■ Excerpt:
------------
Dr. Matt Davis, medical director of behavioral health at Portsmouth Regional Hospital, serves on the Executive Council of the New Hampshire Mental Health Society.
"What we need to do is find solutions now, not in five to 10 years," said Davis. "We need to look at the gaps identified. I think with the amount of attention this is getting now because of the crisis, it's the perfect time to act."
Davis said the report contained few surprises and highlighted the need for better community-based resources, but didn't really address the need for more beds.
"There wasn't anything surprising in the report," Jay Couture, executive director of Seacoast Mental Health Services, said. "It calls for the development of a 10-year plan. We had a 10-year plan in 2008 which was not funded as it was the time we went into the worst recession we had seen so we backslid."
The recommendations in 2008 were not too different. Couture said that plan also addressed the needs for transitional housing and included detailed community-based options.
"So, this report affirms the needs," Couture said. "Now we need to create plans to implement the recommendations. Our systems are complex and interconnected. No one fix will take care of this."
One problem is the wait list for beds. The number of beds increased from 430 in 2016 to 458 in 2017. The report indicates that increased outpatient services for crisis prevention could be a way to reduce the demand for inpatient beds.
Because New Hampshire Hospital was in such a crunch because of the increased influx of mental health and substance abuse patients, Portsmouth Regional Hospital and Parkland Hospital made efforts to supplement with additional beds and two new programs.
Justin Looser, director of behavioral health at PRH, said that adding new beds and programs was needed, but it still has not mitigated the problem.
"We are all busting at the seams," said Looser. "We are not changing the global New Hampshire picture. Outpatient services are needed to avoid the need for hospitalization. We need a mixture of inpatient and outpatient services, and that costs money. Hospitals can work to expand beds, can build it, but if they can't staff it, there is no progress."
Looser said the state's mental health service providers need to work together to establish a clear line of care for patients.
------------
■ Provided data:
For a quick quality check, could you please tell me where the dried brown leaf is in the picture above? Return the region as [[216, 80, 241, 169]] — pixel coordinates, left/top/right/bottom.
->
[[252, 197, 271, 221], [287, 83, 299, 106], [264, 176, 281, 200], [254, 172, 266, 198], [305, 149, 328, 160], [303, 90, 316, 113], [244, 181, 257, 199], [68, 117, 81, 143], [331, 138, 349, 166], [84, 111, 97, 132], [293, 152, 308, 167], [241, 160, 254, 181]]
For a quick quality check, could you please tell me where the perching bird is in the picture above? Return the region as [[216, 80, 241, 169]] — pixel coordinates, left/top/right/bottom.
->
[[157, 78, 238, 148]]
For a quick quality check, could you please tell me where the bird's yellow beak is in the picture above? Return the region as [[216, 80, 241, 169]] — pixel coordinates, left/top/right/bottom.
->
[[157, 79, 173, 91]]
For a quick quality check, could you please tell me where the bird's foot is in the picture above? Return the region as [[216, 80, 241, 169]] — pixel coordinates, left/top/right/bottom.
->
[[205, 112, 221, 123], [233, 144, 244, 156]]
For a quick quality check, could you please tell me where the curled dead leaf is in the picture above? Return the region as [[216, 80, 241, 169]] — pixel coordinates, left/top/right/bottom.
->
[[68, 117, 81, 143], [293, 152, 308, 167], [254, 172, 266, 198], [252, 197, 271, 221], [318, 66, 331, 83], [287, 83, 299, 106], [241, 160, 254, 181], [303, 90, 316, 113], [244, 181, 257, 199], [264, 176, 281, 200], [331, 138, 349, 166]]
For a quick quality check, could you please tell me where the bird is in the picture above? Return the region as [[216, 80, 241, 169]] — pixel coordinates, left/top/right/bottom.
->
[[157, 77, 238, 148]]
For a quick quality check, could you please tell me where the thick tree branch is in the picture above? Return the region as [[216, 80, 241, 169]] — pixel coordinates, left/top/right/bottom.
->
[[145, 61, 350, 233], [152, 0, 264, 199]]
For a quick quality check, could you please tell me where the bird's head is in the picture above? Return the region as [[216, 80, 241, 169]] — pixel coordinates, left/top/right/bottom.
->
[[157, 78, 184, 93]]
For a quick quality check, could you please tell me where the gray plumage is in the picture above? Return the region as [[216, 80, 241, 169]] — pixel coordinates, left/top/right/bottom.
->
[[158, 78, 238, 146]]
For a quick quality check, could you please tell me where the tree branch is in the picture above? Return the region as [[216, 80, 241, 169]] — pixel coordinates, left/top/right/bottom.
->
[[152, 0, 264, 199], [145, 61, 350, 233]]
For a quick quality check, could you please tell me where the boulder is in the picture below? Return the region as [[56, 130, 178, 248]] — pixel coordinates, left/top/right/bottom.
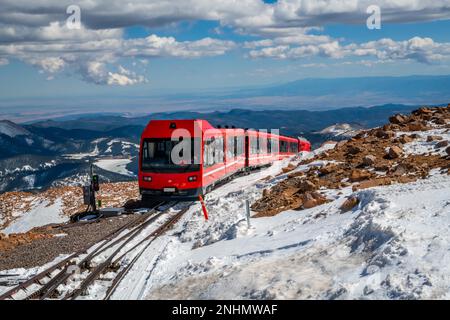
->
[[434, 140, 448, 149], [363, 154, 377, 166], [347, 145, 362, 154], [408, 121, 428, 131], [389, 114, 408, 124], [298, 180, 317, 192], [302, 192, 327, 209], [434, 118, 447, 125], [398, 134, 414, 144], [387, 146, 403, 159], [412, 107, 433, 116], [350, 169, 372, 182], [393, 164, 408, 176], [319, 163, 337, 175], [340, 196, 359, 213], [375, 129, 395, 139], [427, 136, 442, 142]]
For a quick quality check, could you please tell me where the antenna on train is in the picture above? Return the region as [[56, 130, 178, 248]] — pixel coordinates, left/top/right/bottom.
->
[[83, 162, 101, 213]]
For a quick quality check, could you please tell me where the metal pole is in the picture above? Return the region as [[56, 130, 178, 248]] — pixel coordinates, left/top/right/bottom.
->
[[91, 161, 97, 212], [245, 200, 250, 228]]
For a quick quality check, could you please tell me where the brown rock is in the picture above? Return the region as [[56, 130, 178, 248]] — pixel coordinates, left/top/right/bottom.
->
[[281, 163, 295, 173], [375, 129, 395, 139], [412, 107, 433, 115], [398, 134, 414, 144], [434, 118, 447, 125], [340, 197, 359, 213], [408, 121, 428, 131], [393, 164, 408, 176], [319, 163, 337, 175], [347, 145, 362, 154], [427, 136, 442, 142], [387, 146, 403, 159], [302, 192, 327, 209], [363, 154, 377, 166], [334, 140, 347, 149], [350, 170, 372, 182], [434, 140, 448, 149], [298, 180, 317, 192], [389, 114, 408, 124]]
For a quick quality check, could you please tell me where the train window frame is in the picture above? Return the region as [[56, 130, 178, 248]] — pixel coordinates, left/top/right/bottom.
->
[[140, 138, 200, 173]]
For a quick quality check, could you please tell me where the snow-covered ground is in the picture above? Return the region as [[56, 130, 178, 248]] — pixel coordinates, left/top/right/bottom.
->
[[63, 144, 100, 160], [397, 129, 450, 156], [94, 159, 134, 176], [0, 199, 67, 234], [142, 165, 450, 299], [0, 132, 450, 299]]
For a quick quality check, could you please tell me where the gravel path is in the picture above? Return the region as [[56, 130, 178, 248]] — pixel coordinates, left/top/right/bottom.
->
[[0, 215, 140, 270]]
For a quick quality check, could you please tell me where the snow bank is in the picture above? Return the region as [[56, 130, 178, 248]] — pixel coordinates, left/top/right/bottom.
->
[[145, 167, 450, 299], [94, 159, 134, 176], [0, 199, 67, 234]]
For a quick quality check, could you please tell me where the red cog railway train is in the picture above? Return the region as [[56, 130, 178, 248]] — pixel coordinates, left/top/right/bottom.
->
[[139, 120, 311, 201]]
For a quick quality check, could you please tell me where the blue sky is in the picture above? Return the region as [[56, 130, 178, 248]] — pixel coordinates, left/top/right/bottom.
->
[[0, 0, 450, 117]]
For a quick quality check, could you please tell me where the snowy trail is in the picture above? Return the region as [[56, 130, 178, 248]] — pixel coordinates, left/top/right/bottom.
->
[[142, 165, 450, 299]]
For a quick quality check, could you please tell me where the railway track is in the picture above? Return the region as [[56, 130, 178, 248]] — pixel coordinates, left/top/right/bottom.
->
[[0, 202, 192, 300]]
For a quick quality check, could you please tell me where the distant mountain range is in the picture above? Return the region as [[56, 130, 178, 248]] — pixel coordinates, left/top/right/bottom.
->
[[0, 104, 442, 192], [0, 75, 450, 125]]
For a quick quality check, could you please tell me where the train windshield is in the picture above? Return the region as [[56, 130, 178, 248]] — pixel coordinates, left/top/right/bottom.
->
[[142, 138, 200, 173]]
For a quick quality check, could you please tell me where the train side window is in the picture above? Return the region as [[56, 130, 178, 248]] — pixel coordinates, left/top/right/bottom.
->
[[227, 137, 235, 158]]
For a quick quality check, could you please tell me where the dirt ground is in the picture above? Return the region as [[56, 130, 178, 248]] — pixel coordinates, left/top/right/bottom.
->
[[252, 105, 450, 217]]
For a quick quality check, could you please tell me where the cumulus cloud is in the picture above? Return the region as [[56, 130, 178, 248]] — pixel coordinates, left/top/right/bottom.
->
[[248, 37, 450, 64], [80, 61, 147, 86], [0, 0, 450, 85]]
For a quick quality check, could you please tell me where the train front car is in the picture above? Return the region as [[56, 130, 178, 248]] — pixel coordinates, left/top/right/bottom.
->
[[139, 120, 210, 202]]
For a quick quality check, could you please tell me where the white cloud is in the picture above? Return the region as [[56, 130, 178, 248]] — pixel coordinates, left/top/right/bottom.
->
[[248, 37, 450, 63], [0, 0, 450, 85]]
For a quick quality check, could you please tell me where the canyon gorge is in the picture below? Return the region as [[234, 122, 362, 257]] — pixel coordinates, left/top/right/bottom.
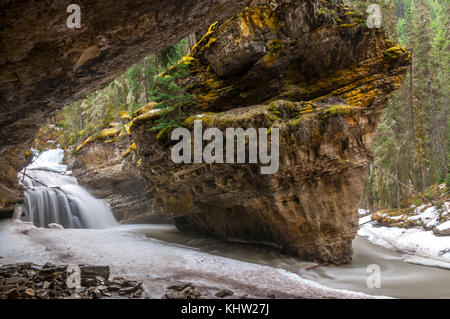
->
[[0, 0, 410, 265]]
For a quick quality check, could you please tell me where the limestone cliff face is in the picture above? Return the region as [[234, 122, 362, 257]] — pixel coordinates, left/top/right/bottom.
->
[[0, 0, 255, 213], [65, 137, 158, 223], [131, 0, 410, 264]]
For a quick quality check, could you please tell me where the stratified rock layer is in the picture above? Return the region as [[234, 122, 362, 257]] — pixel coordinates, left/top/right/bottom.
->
[[0, 0, 251, 218], [66, 136, 158, 223], [131, 0, 410, 264]]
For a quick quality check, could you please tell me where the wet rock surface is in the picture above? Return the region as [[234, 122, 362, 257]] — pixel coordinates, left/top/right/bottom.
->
[[0, 263, 144, 299], [131, 0, 410, 264], [65, 138, 160, 223], [0, 0, 255, 219]]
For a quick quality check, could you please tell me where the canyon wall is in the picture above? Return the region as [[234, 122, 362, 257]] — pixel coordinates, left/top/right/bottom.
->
[[131, 0, 410, 264], [0, 0, 251, 215], [65, 137, 164, 223]]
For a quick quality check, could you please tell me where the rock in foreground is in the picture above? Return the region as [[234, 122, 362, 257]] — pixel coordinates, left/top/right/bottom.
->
[[0, 263, 143, 299], [131, 0, 410, 264]]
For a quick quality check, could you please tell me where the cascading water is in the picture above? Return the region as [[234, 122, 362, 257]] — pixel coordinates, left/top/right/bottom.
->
[[18, 149, 118, 228]]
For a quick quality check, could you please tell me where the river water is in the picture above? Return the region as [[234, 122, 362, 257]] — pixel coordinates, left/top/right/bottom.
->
[[135, 225, 450, 298], [4, 150, 450, 298]]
------------
■ Tasks for this exercise:
A – Repeat the passage in the excerpt on New Hampshire mental health services from "The recommendations in" up to and including "for inpatient beds.".
B – In the excerpt on New Hampshire mental health services, what position does Jay Couture hold?
C – Carry the excerpt on New Hampshire mental health services forward from its last sentence.
The rows are not needed for any of this work.

■ Answers to the exercises:
A –
The recommendations in 2008 were not too different. Couture said that plan also addressed the needs for transitional housing and included detailed community-based options.
"So, this report affirms the needs," Couture said. "Now we need to create plans to implement the recommendations. Our systems are complex and interconnected. No one fix will take care of this."
One problem is the wait list for beds. The number of beds increased from 430 in 2016 to 458 in 2017. The report indicates that increased outpatient services for crisis prevention could be a way to reduce the demand for inpatient beds.

B – Executive director of Seacoast Mental Health Services.

C –
"There is a global lack of resources in the state dedicated to mental health," said Davis. "We lack staff from the bottom right up to psychiatrists. There is a national shortage of psychiatrists in this field. We want to be part of the solution. New Hampshire used to be a role model in this area. We can be again with the right resources."
Couture said she would like to see better collaboration among the state's 10 mental health centers. She would like to see more transitional housing, particularly when it can allow people to remain in their own communities.
"The biggest challenge is housing," said Couture. "When people are released from a center or even jail, there is no way for them to ease back into society. They end up back where they started. We have one group home in Greenland, with eight beds. It's always full and there are always people waiting."
The report suggested a bridge subsidy program to address the need for housing, which Couture supports. The problem, she said, will be finding landlords willing to work with the people involved.
Another problem identified is the lack of sufficient workforce in the mental and behavioral health fields.
"We are competing with hospitals for employees," Couture said. "We can't afford to pay the salaries they can offer. So, staff in this field is often inadequate."
The report details a series of recommendations, which will serve as a foundation for the development of the 10-Year Plan for Mental Health, which was also part of a comprehensive package of initiatives passed in the 2017 Legislative Session. It was funded with a contribution from the New Hampshire Hospital Association and federal resources.